- _Description of the task_
Repeat exactly, and only, the lines from the one containing "Could you please mark the standing" through the end of the records.

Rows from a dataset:
** Start **

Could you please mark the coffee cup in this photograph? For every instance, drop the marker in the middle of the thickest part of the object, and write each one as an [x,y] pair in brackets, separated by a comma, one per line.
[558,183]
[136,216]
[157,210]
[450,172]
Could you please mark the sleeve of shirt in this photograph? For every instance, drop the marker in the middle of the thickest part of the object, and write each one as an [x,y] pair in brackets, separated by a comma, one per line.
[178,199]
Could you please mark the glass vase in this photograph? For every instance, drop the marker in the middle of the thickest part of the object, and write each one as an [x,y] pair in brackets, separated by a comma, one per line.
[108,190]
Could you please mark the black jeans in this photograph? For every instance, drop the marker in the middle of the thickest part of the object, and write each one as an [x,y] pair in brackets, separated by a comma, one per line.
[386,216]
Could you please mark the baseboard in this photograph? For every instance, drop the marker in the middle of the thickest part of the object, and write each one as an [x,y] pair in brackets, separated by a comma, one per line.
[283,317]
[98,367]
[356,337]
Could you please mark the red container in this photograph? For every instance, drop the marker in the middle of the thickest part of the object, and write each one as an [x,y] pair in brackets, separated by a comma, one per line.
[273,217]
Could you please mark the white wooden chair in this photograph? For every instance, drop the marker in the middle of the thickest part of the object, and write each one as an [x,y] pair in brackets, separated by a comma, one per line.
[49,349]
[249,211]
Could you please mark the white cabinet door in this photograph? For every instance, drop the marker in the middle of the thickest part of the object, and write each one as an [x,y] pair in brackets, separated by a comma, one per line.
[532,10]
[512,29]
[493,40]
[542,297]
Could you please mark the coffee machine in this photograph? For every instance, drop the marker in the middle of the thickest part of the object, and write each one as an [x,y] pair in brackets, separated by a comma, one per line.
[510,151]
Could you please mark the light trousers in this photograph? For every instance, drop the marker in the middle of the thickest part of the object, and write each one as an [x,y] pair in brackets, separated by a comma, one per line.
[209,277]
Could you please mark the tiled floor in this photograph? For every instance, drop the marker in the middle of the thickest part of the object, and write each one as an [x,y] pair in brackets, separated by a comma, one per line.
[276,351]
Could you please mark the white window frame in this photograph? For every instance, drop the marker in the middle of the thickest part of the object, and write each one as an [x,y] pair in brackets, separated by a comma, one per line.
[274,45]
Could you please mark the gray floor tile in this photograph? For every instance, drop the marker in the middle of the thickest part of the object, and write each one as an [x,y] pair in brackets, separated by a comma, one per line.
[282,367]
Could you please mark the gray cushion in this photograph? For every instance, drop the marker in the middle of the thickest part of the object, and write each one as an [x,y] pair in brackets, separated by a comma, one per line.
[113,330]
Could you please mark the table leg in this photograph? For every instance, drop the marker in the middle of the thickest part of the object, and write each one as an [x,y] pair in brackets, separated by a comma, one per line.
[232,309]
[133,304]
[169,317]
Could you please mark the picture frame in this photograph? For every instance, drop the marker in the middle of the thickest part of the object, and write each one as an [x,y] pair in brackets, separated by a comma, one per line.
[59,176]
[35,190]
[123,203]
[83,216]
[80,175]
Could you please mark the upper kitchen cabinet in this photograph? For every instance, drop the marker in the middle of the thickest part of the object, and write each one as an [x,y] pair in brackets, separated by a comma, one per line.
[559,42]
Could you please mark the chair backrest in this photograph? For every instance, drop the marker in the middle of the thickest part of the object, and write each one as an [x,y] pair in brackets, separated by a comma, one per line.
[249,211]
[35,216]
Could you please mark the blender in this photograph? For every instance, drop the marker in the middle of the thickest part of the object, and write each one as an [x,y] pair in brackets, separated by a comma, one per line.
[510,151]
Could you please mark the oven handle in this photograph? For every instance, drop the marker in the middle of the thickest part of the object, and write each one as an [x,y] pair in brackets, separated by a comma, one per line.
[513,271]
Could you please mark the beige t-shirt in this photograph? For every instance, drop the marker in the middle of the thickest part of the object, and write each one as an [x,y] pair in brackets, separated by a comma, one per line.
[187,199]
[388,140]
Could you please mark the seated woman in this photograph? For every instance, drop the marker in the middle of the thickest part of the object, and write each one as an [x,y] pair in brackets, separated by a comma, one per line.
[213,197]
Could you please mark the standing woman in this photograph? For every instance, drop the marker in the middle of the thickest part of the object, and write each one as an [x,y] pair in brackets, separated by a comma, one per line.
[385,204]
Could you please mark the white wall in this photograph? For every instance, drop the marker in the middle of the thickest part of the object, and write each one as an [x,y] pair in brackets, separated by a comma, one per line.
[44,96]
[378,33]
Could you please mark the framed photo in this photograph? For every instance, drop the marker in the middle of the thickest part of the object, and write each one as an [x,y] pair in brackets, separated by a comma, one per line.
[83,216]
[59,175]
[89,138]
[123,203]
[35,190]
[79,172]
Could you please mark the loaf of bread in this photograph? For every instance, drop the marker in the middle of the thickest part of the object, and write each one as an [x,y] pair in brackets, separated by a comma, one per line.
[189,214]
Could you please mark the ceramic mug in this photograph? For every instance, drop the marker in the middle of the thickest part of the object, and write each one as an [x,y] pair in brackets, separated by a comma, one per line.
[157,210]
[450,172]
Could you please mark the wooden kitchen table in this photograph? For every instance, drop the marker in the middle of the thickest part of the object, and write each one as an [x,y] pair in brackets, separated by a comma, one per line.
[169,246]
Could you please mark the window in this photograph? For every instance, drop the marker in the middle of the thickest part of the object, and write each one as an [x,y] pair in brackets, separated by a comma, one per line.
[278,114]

** End **

- _Task output_
Could you please mark the standing woman in this photograph? For every instance, drop the marker in the middle of the thickest part of the object, and write each one as an [x,y] pair in brackets, separated by a comma, one per line.
[385,204]
Could you please mark the white wall in this photograph? For every instance, drop the marker in the middle of the thickest part of the object, and write each one as an [x,y] pair in brackets, separated by a comma, one per line.
[44,96]
[378,33]
Could you please mark the framed photo in this photograph? For every instance, drop the marker in the middle of the thickest part of the object, and write each one as an [x,y] pair in brackets, separated by a comma, one per line.
[83,216]
[59,175]
[89,138]
[123,203]
[35,190]
[79,172]
Could you please mark the loaf of bread in this photograph? For every instance, drop the marker in the middle of the thickest part of the object, and write each one as an [x,y] pair in brackets, separated by a comma, one per line.
[189,214]
Could you please mark the ceramic mug in this photograph? For every instance, drop the marker in the middle of the thickest part of the object, and write each one as an [x,y] pair in brackets, separated by a comma, one per line.
[157,210]
[450,172]
Could you please mark the wooden kitchen table in this photograph? For every instance, drop the marker in the middle of the thickest part of the object, and write each one as an [x,y] pair in brackets, separated by a comma, one per line.
[169,246]
Could you please mark the window in this photograph? For every instance, drop the marker in the middle of the thickest part of the object, and write each one as an [x,y] pair in brackets, separated by a comma, one per line.
[278,114]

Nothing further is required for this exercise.